▶ TASK STATEMENT: Omit every image, and transcribe the remaining entries exactly as given.

* START *

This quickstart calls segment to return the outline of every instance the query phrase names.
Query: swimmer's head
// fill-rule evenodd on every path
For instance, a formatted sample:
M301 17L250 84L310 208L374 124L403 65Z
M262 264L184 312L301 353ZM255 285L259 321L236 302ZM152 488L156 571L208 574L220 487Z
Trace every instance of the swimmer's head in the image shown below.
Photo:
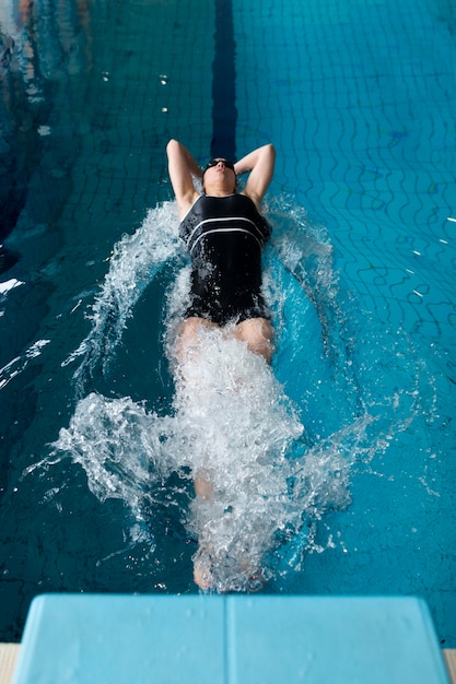
M236 172L234 170L234 164L233 162L230 162L229 160L225 160L223 157L215 157L213 160L210 160L203 172L202 172L202 190L203 192L206 192L206 188L204 188L204 174L211 169L211 168L217 168L219 165L222 165L225 169L229 169L230 172L233 172L234 175L234 188L233 190L231 190L232 192L236 192L236 188L237 188L237 182L236 182Z

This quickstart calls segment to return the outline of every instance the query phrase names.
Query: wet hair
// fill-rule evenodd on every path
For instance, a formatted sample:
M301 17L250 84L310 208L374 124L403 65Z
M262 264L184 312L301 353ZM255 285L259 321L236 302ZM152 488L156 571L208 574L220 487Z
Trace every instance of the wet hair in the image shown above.
M204 190L204 174L206 174L206 172L208 170L208 168L213 168L214 166L217 166L220 162L223 162L224 167L225 168L230 168L233 172L233 174L234 174L234 190L233 190L233 192L236 192L236 190L237 190L237 176L236 176L236 172L234 170L234 163L230 162L230 160L225 160L222 156L221 157L213 157L212 160L209 160L209 162L204 166L204 168L202 170L202 176L201 176L203 192L206 192L206 190Z

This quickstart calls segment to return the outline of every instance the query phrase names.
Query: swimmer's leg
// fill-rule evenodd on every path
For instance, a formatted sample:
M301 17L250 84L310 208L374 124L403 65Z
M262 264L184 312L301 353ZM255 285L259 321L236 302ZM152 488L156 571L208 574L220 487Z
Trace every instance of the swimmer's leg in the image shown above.
M201 339L198 333L204 328L213 329L219 326L197 316L186 318L180 323L176 339L176 357L179 364L199 355Z
M248 318L234 328L234 337L247 342L247 349L269 364L272 358L272 326L267 318Z

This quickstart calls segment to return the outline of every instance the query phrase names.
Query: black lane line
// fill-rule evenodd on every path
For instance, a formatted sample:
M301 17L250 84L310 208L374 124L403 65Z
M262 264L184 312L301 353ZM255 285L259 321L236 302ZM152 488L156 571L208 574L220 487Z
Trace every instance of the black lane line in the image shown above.
M211 156L236 158L236 72L232 0L215 0Z

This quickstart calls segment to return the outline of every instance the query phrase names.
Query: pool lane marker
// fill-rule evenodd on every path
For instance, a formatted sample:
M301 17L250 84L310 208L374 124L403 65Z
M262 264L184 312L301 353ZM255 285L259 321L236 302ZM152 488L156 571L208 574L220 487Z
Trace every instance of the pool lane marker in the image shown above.
M236 69L232 0L215 0L211 156L236 158Z

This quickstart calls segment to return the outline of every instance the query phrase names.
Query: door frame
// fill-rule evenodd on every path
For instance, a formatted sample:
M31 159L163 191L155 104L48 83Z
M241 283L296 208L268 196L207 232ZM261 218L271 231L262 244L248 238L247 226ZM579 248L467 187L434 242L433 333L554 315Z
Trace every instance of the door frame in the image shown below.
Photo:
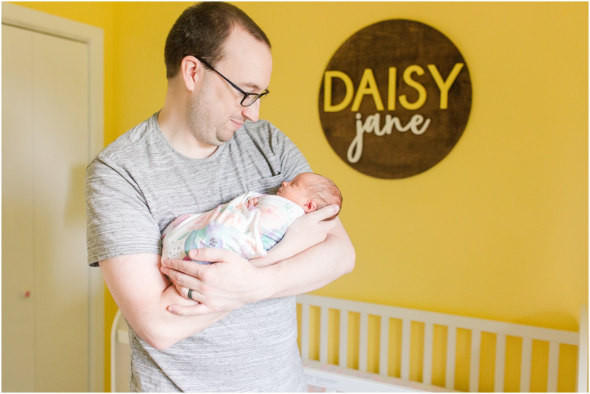
M73 40L88 45L90 143L87 163L90 164L104 146L104 38L103 29L4 2L2 4L2 23ZM88 267L87 278L88 391L102 392L104 389L104 285L100 270L98 268Z

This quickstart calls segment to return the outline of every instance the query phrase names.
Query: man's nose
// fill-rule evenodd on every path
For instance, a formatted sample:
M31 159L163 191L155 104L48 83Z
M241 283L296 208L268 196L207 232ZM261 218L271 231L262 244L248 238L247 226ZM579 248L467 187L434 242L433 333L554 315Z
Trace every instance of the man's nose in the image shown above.
M254 104L249 107L244 107L242 110L242 114L244 117L250 119L252 122L256 122L258 119L258 114L260 111L260 100L257 100Z

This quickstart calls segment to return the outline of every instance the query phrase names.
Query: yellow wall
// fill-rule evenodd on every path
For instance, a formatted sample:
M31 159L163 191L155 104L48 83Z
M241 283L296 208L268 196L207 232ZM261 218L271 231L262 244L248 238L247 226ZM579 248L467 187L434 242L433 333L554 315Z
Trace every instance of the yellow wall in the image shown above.
M18 4L105 29L106 143L161 107L166 35L191 3ZM588 302L587 3L236 4L273 45L272 93L261 117L345 196L340 218L356 266L315 294L578 329L579 306ZM346 165L317 113L332 54L355 32L392 18L446 35L465 58L473 89L468 123L448 156L398 180ZM109 297L107 327L115 308ZM575 357L562 352L560 373L571 377ZM517 388L519 367L510 368L517 375L507 377L507 389ZM543 390L539 385L533 387ZM480 388L490 388L493 376L483 375Z

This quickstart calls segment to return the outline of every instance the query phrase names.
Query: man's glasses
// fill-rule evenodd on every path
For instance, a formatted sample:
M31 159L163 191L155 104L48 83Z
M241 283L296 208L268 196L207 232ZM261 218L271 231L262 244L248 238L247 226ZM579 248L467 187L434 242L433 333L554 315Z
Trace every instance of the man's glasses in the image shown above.
M208 68L211 68L215 73L219 74L219 76L221 77L221 78L227 81L228 83L230 83L230 85L231 85L235 88L240 91L240 93L244 95L244 98L242 98L242 101L240 102L240 105L241 105L242 107L248 107L250 106L251 106L254 103L254 101L255 101L258 98L260 98L260 101L261 101L264 98L264 96L266 96L267 94L270 93L270 91L269 91L268 89L264 89L264 91L262 92L260 94L258 94L258 93L246 93L243 90L242 90L241 89L240 89L239 87L238 87L238 86L235 83L234 83L228 78L225 78L223 75L223 74L222 74L221 73L219 73L217 70L214 68L211 64L205 61L202 58L201 58L195 55L185 55L185 56L193 56L194 57L196 58L199 60L199 61L204 64L206 67L207 67Z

* END *

▶ RESPONSE:
This quickstart calls segment to return the outline of every instance the query phrase names.
Query: swimmer's head
// fill-rule evenodd on every path
For instance, a formatted sample:
M301 17L250 84L310 208L374 124L403 65Z
M262 264L184 312L301 353ZM255 285L259 321L236 302ZM152 488L156 571L208 574L220 487Z
Trace every instance of the swimmer's head in the image shown below.
Photo:
M236 172L234 170L234 164L233 162L230 162L229 160L225 160L223 157L215 157L213 160L210 160L203 172L202 172L202 190L203 192L206 192L206 188L204 188L204 174L211 169L211 168L217 168L219 165L222 165L225 169L229 169L230 172L233 172L234 175L234 188L233 190L231 190L232 192L236 192L236 188L237 188L237 182L236 182Z

This quickstart calls segment to return the outline of every instance the query phrase names.
Query: wet hair
// fill-rule evenodd on every path
For instance, a formatted sample:
M301 17L250 84L310 208L374 124L403 65Z
M262 264L184 312L301 353ZM255 285L259 321L236 302ZM152 488L156 571L208 574L220 487Z
Trace every instance of the wet hair in the image shown above.
M204 190L204 174L206 174L206 172L208 170L208 168L213 168L214 166L217 166L220 162L223 162L224 167L225 168L230 168L233 172L233 174L234 174L234 190L233 190L233 192L236 192L236 190L237 190L237 176L236 176L236 172L234 170L234 163L230 162L230 160L225 160L222 156L221 157L213 157L212 160L209 160L209 162L204 166L204 168L202 170L202 176L201 176L203 192L206 192L206 190Z

This quickstart calls segment to return the outline of every instance the query phrase names.
Query: swimmer's leg
// fill-rule evenodd on every path
For instance, a formatted sample:
M301 17L250 84L310 208L374 124L403 65Z
M262 264L184 312L301 353ZM255 285L259 321L236 302ZM152 488L156 571L208 574L220 487Z
Trace every instance of the swimmer's leg in the image shown above.
M201 339L198 333L204 328L213 329L219 326L197 316L186 318L180 323L176 339L176 357L179 364L199 355Z
M248 318L234 328L234 337L247 342L247 349L269 364L272 358L272 326L267 318Z

This quickstart calls segment to return the outline of every instance the query phrase names.
Query: black lane line
// fill-rule evenodd on every path
For instance, a formatted sample:
M301 17L250 84L310 208L374 124L403 65Z
M262 264L184 312L301 353ZM255 285L259 321L236 302ZM152 488L156 571L208 574L220 487Z
Trace every instance of the black lane line in the image shown above.
M211 156L236 158L236 72L232 0L215 0Z

This quickstart calls segment to return the outline of every instance the query phrase names.
Query: pool lane marker
// fill-rule evenodd on every path
For instance, a formatted sample:
M301 17L250 84L310 208L374 124L403 65Z
M262 264L184 312L301 353ZM255 285L259 321L236 302ZM152 488L156 571L208 574L220 487Z
Trace every instance of the pool lane marker in the image shown above.
M236 69L232 0L215 0L211 156L236 158Z

This quickstart calls segment to return the outline of every instance the query phrase names.
Query: door frame
// fill-rule evenodd on every path
For instance, a formatted sample:
M31 159L163 191L155 104L48 83Z
M241 283L296 208L268 196L207 232ZM261 218L271 231L262 244L248 238L247 226ZM579 248L467 187L434 242L433 333L554 315Z
Trace every instance of the door frame in the image shown below.
Photo:
M73 40L88 45L90 143L87 163L90 164L104 146L104 38L103 29L4 2L2 4L2 23ZM88 267L87 278L88 391L102 392L104 389L104 285L100 270L98 268Z

This quickstart calls segment to return the outline of every instance the query phrase names.
Query: man's nose
// fill-rule evenodd on every path
For instance, a formatted sample:
M31 159L163 191L155 104L48 83Z
M241 283L296 208L268 196L207 232ZM261 218L271 231L262 244L248 238L247 226ZM579 248L467 187L434 242L433 333L554 315Z
Trace every instance of the man's nose in the image shown above.
M254 104L249 107L244 107L242 110L242 114L244 117L250 119L252 122L256 122L258 119L258 114L260 111L260 100L257 100Z

This quickstart calls segment to return the outline of every instance the query phrase names.
Query: yellow wall
// fill-rule evenodd on every path
For instance, a formatted sample:
M31 159L163 191L155 104L48 83Z
M241 283L296 208L268 196L207 232ZM261 218L271 231L262 244L248 238L247 226ZM579 248L467 187L434 242L433 333L554 315Z
Trace every instance of the yellow wall in the image shown above.
M18 4L105 29L106 143L161 107L166 35L191 3ZM588 302L587 3L236 4L273 45L272 93L261 117L345 196L340 218L356 266L315 294L578 329L579 306ZM346 165L317 113L332 54L355 32L392 18L446 35L465 58L473 89L468 123L448 156L398 180ZM109 297L107 327L115 308ZM575 357L562 352L560 373L571 377ZM517 388L519 367L510 368L517 375L507 377L507 389ZM543 390L539 385L533 387ZM480 388L490 388L493 376L483 375Z

This quickstart calls segment to return the outline of every instance the query phrase names.
Query: man's glasses
// fill-rule evenodd on every path
For instance, a formatted sample:
M31 159L163 191L155 104L48 83Z
M241 283L296 208L268 196L207 232ZM261 218L271 231L262 244L248 238L247 226ZM579 248L467 187L434 242L433 333L554 315Z
Trace every instance of the man's glasses in the image shown above.
M208 68L211 68L215 73L219 74L219 76L221 77L221 78L227 81L228 83L230 83L230 85L231 85L235 88L240 91L240 93L244 95L244 98L242 98L242 101L240 102L240 105L241 105L242 107L248 107L250 106L251 106L254 103L254 101L255 101L258 98L260 98L260 101L261 101L264 98L264 96L266 96L267 94L270 93L270 91L269 91L268 89L264 89L264 91L262 92L260 94L258 94L258 93L246 93L243 90L242 90L241 89L240 89L239 87L238 87L238 86L235 83L234 83L228 78L225 78L223 75L223 74L222 74L221 73L219 73L217 70L214 68L211 64L205 61L202 58L201 58L195 55L185 55L185 56L193 56L194 57L196 58L199 60L199 61L204 64L206 67L207 67Z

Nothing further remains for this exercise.